What you should do:
Reproduce every line of the records below verbatim, omitting the pictures from your answer.

Supplied records:
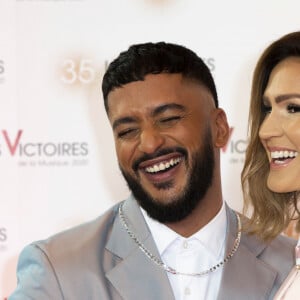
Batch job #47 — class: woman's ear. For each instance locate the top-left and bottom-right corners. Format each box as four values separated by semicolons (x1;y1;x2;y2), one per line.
213;108;230;148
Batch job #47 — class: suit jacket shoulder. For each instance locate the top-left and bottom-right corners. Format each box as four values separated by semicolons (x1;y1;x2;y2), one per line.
9;198;174;300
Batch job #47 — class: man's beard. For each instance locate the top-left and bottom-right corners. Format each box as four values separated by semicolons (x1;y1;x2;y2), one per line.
120;128;215;223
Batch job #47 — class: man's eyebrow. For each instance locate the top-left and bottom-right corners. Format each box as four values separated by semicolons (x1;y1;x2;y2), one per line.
151;103;186;117
112;117;136;130
262;93;300;103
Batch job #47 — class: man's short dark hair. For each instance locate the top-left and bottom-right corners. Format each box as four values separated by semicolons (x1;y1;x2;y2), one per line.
102;42;218;112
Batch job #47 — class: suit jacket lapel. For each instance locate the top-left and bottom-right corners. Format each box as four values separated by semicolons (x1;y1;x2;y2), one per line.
218;207;277;300
106;198;174;300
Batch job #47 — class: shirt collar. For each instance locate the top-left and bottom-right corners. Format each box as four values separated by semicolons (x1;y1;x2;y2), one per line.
141;201;227;257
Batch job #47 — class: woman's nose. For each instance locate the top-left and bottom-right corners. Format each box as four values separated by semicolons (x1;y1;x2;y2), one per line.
259;112;282;140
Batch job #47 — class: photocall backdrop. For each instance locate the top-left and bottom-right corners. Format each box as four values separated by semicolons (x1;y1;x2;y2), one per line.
0;0;300;300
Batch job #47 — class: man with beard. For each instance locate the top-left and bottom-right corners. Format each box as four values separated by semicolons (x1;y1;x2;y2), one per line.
9;42;294;300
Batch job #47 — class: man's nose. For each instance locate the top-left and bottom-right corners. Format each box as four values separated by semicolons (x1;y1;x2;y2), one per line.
138;128;165;154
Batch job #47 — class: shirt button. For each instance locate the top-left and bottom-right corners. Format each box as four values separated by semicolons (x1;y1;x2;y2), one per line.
182;241;189;249
184;287;191;295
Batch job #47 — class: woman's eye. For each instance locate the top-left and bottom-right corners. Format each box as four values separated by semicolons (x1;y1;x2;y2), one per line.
287;104;300;113
262;104;272;115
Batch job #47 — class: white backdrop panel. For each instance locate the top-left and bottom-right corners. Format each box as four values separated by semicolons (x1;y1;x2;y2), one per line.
0;0;300;300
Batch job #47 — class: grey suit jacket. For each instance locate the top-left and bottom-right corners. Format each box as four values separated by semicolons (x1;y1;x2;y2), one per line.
9;198;295;300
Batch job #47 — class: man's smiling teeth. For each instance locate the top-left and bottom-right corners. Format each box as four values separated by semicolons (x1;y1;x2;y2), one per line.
271;150;298;159
145;157;182;173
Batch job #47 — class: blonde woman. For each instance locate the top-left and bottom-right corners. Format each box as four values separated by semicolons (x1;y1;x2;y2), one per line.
242;32;300;300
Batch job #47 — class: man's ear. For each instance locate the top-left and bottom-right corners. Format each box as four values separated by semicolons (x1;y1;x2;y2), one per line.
213;108;230;148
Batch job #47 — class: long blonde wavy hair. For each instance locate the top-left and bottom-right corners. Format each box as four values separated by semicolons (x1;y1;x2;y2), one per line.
242;31;300;241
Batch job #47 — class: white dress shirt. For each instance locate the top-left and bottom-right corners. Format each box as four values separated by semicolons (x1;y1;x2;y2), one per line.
141;202;227;300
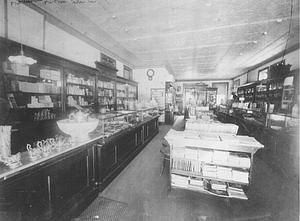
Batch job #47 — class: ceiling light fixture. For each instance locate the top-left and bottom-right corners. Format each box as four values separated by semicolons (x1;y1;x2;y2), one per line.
8;5;36;65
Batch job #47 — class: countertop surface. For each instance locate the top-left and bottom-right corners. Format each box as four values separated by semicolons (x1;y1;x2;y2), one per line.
0;115;159;180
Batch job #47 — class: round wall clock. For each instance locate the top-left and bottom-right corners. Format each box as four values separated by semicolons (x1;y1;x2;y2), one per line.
147;69;155;81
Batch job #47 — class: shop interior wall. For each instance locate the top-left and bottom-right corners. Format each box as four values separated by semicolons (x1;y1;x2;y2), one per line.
176;80;232;104
133;67;174;102
0;1;128;77
233;48;300;85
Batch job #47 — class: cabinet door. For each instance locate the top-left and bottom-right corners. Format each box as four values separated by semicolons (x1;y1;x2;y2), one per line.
134;127;143;148
49;149;90;210
95;143;118;183
116;131;135;163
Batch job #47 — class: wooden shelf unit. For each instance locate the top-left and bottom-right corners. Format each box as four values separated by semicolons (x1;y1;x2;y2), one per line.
165;128;263;199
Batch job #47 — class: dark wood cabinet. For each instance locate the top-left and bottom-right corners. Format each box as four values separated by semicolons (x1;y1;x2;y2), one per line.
0;116;158;221
95;142;118;184
0;143;94;220
49;148;90;210
116;131;135;163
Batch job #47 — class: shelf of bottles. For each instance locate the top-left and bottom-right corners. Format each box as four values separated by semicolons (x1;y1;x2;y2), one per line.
66;72;95;108
97;80;115;111
116;83;128;110
3;64;62;121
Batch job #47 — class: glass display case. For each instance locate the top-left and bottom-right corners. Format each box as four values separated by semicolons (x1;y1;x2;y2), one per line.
97;79;116;112
65;70;95;113
3;64;62;121
116;83;127;110
266;113;299;130
96;107;160;138
281;75;295;113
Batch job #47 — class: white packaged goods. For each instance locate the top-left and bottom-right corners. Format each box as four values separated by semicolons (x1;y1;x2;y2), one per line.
172;147;185;158
190;178;203;187
217;166;232;180
211;180;227;191
227;188;248;200
232;170;249;183
213;150;229;164
185;120;239;134
171;174;189;186
202;165;217;178
185;147;198;160
198;149;213;163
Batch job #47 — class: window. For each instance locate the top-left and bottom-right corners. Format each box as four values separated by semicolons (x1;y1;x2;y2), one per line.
258;67;269;81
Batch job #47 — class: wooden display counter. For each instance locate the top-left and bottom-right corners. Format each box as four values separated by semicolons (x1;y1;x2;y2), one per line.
0;116;159;221
217;109;299;180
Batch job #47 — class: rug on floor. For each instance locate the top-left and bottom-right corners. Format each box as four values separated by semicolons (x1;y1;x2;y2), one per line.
74;197;127;221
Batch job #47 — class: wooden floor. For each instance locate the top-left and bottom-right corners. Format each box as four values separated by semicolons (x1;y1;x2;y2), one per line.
86;122;299;221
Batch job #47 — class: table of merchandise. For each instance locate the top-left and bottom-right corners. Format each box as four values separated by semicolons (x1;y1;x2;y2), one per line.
165;119;264;199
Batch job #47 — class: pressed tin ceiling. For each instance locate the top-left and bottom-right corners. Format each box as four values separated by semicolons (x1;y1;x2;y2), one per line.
35;0;299;79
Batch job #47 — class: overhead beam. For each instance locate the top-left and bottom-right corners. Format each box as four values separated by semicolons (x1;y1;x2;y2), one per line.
120;15;299;42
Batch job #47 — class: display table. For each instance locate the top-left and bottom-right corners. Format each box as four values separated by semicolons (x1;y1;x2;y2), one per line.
165;121;263;199
0;115;159;220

Correct response:
Batch job #47 — class: woman's ear. For each instance locate the top-left and bottom-right corners. Format each box as four values separated by semicolons (x1;y1;x2;y2), one per line.
213;108;230;148
Batch job #47 — class: suit jacket shoulder. For each instance locate the top-left and bottom-right corners. Format each box as four values separated by semicolons (x1;y1;x2;y2), one per line.
9;198;174;300
Batch job #47 — class: man's beard. For each instance locate the top-left and bottom-right corners. Format each box as four values separated by semicolons (x1;y1;x2;y2), one per line.
120;128;215;223
Batch job #47 — class: man's eyebrow. For each instance locate the top-left and bottom-right corners. Format each box as four values separated by semicolons (x1;y1;x2;y2), one per line.
151;103;186;117
112;117;136;130
262;93;300;103
Batch job #47 — class: man's short dark hair. For each instance locate the top-left and bottom-right corners. Format each box as four values separated by semicolons (x1;y1;x2;y2), one per line.
102;42;218;112
Batch job #47 — class: suit jacket lapel. For each instance locate the top-left and bottom-right corners. Format each box as four values separated by semicolons (x1;y1;x2;y2), one per line.
218;207;277;300
106;198;174;300
Batch job #47 — class: shirt collar. For each instance locate the top-left and bottom-right corners. Format each box as four values separated by semicolons (x1;y1;x2;y2), one per line.
141;201;227;257
Batch job #47 — class: woman's nose. For each instance locate the top-left and bottom-right corners. Format each box as four values separated by semicolons (x1;y1;x2;y2), one per line.
259;112;282;140
Batch job #47 — class: photocall backdrop. For each instance locate the top-left and bottom-right corners. Format each box as four values separated by semicolons (x1;y1;x2;y2), one per line.
0;0;300;300
Batch job #47 — class: man with beard. For each instance locate the top-left and bottom-right corners. Format each box as four values separated by semicolons (x1;y1;x2;y2), one per line.
9;42;294;300
Batch job #47 — class: man's nose. For each instance locate the top-left and bottom-right corners. Format each box as four values separated by semicolons (x1;y1;x2;y2), one per line.
138;128;165;154
Batch job #47 — class: shirt button. For each instance locate the top-left and bottom-right corners. Format each box as four values separated by semicolons (x1;y1;x2;y2), one per line.
182;241;189;249
184;287;191;295
Batch job #47 — class: woman's eye. For each instance locate the top-left and bottom-right corners. Format each box as four values separated by semicolons (x1;y1;x2;y2), one per line.
287;104;300;113
262;104;272;115
Batch job #47 — class: white backdrop panel. For each instance locate the top-left and bottom-right corners. Format each box as four values separated by semicolons (x1;y1;x2;y2), one per line.
0;0;300;300
Batch job #47 — class: grey suit jacket. For each instance locate the top-left and bottom-right corners. Format each box as four values separated by semicolons (x1;y1;x2;y2), one per line.
9;198;295;300
Batch job #47 — class: man's smiling teeth. For each instance locate the top-left and bottom-right corners. Format each box as four values separated by semicolons (x1;y1;x2;y2), one per line.
271;150;298;159
145;157;182;173
Batch job #47 — class: blonde woman. For each instance locate the top-left and bottom-right corners. Format each box as four values separated by semicolons (x1;y1;x2;y2), one per line.
242;32;300;300
Batch job #47 — class: man's ear. For each instance locate the top-left and bottom-right corners. Format each box as four values separated by semicolons (x1;y1;x2;y2), one per line.
213;108;230;148
Batch job #47 — class: long blonde wavy hair. For each instance locate the top-left and bottom-right corners. Format each box as four values separated by semicolons (x1;y1;x2;y2), one per line.
242;31;300;241
Batch job #47 — class: white dress shirt. For each instance locate the top-left and bottom-right corners. Format each box as four values separated by semicolons (x1;y1;x2;y2), one per line.
141;202;227;300
Batch job #47 — class: ceiling light fixture. For each instance locate the top-left and bottom-right corners. Format each box as four values separated by semicolons (x1;y1;x2;y2), one per line.
8;5;36;65
Batch job #47 — class: countertop surface. For each instance locate the top-left and bottom-right corners. Format each box as four values separated by semicolons (x1;y1;x2;y2), one per line.
0;115;159;180
Batch job #47 — class: round wall clock. For each instance locate the top-left and bottom-right corners. Format each box as four values separated by semicolons (x1;y1;x2;y2), one per line.
147;69;155;81
Batch job #47 — class: shop interior wall. For each instance locate the top-left and bottom-right corners. Format each box as four values separated by semicolons (x1;y1;x2;y2), one per line.
176;80;232;104
133;67;174;102
0;1;128;77
233;48;300;85
Batch job #47 — class: cabinet door. For each instance locate the top-left and bottom-right corners. Format each box as four values separated by semicolons (x1;y1;x2;y2), one per line.
134;127;143;148
49;149;90;210
95;143;118;183
116;131;135;163
Batch job #47 — class: wooden shelf unit. For each instance locate the top-left and bottom-right corners. Format each box as four values separated by semicolons (x1;y1;x2;y2), one per line.
165;128;263;199
Batch job #47 — class: dark wood cabinet. For each instance locate the top-left and bottom-right corners. Format each box as four values separated by semicolons (x1;y1;x2;y2), one per line.
0;116;158;221
95;142;118;184
0;143;94;220
49;148;90;210
116;131;135;163
Batch job #47 — class: shelf of bottles. For each instance locate the top-left and bottom-right corners. Format each box as four values separated by semicolons (x1;y1;x2;y2), one per line.
66;72;95;108
97;80;115;111
116;83;128;110
3;64;62;121
Batch job #47 — class: glass display case. For each instance locate the top-left and bottom-right corners. Format each box as four values separated by semicolons (x1;y1;x2;y2), one per line.
97;79;116;112
65;70;95;113
3;64;62;121
116;83;127;110
266;113;299;130
96;107;160;138
281;75;295;113
Batch job #47 — class: white packaged goods. For each instance locate the top-left and bottom-right corners. Format each box as four values separated by semicolons (x1;y1;x2;y2), one per line.
172;147;185;158
190;178;203;187
217;166;232;180
211;180;227;191
227;188;248;200
232;170;249;183
213;150;229;164
185;120;239;134
171;174;189;186
202;165;217;178
185;147;198;160
198;149;213;163
Batch job #47 — class: window. For each instance locate the top-left and bottom-right corners. Format each box as four values separated by semicolons (x1;y1;x2;y2), one per line.
258;67;269;81
Batch job #47 — class: wooden display counter. For each instance locate the top-left and bottom-right corners. Format each box as four values separated by semicolons (x1;y1;x2;y2), one per line.
0;116;159;221
217;109;299;180
Batch job #47 — class: rug on floor. For each instance locate the top-left and bottom-right corners. Format each box as four values separated by semicolons (x1;y1;x2;y2), one per line.
74;197;127;221
Batch job #47 — class: wooden floor. For each instance locate the top-left and bottom-right corners. Format each box as four values separated by semicolons (x1;y1;x2;y2), one per line.
86;122;299;221
Batch job #47 — class: table of merchandise. For each instance locate the top-left and bottom-right corners. Format each box as four values separated by semicolons (x1;y1;x2;y2), one per line.
165;119;264;199
Batch job #47 — class: pressed tin ceiling. For each instance locate the top-left and bottom-right corners. Format each box as four values separated by semicolons (x1;y1;x2;y2), one per line.
35;0;299;79
Batch job #47 — class: overhead beam. For each instance locate the top-left and bottom-right corners. Format each box as four values separated by semicolons (x1;y1;x2;y2), one per line.
120;15;299;42
Batch job #47 — class: display table. For each instance locate the top-left and bottom-right corners. Format each box as four values separated by semicolons (x1;y1;x2;y2), one per line.
165;121;263;199
0;115;159;220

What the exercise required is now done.